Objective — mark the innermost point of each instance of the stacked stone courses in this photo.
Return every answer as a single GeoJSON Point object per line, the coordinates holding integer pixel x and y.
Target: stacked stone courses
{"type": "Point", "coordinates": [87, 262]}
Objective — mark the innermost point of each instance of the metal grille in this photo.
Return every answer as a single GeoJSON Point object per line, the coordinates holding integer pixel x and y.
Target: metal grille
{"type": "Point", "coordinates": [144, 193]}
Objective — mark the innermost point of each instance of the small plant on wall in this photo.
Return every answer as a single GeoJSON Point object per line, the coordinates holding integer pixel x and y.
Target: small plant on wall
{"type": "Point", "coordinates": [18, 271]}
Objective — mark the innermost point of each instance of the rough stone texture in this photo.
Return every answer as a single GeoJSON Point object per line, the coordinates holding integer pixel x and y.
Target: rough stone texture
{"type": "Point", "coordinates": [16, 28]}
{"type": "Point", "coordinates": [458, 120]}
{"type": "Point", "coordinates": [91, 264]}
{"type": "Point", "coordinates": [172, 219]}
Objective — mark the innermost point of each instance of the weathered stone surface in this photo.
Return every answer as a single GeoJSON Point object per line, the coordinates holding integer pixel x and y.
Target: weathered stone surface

EXERCISE PROMPT:
From the first line to the last, copy the data exactly.

OUTPUT OF THE EXERCISE:
Objective — mark the innermost point of each instance of the stacked stone courses in this photo.
Return every answer as a single GeoJSON Point object per line, the coordinates holding integer pixel x and y.
Target: stacked stone courses
{"type": "Point", "coordinates": [87, 262]}
Objective — mark the innermost point of each instance of the metal grille in this photo.
Return every answer as a single GeoJSON Point object per line, the coordinates holding integer pixel x and y.
Target: metal grille
{"type": "Point", "coordinates": [144, 193]}
Objective — mark the innermost point of each instance of the small plant on wall in this photo.
Return every answer as a single GeoJSON Point object per line, the coordinates holding integer pixel x and y.
Target: small plant on wall
{"type": "Point", "coordinates": [18, 271]}
Objective — mark the innermost point of each instance of the rough stone texture in this photo.
Return every answer as a single GeoJSON Point object per line, the coordinates holding integer pixel x and y.
Target: rough stone texture
{"type": "Point", "coordinates": [16, 28]}
{"type": "Point", "coordinates": [458, 120]}
{"type": "Point", "coordinates": [91, 264]}
{"type": "Point", "coordinates": [172, 219]}
Objective — mark the innermost point of each instance of the weathered stone surface in this photo.
Return every answer as a single GeoJSON Point object per line, the coordinates holding integer pixel x and y.
Target: weathered stone surface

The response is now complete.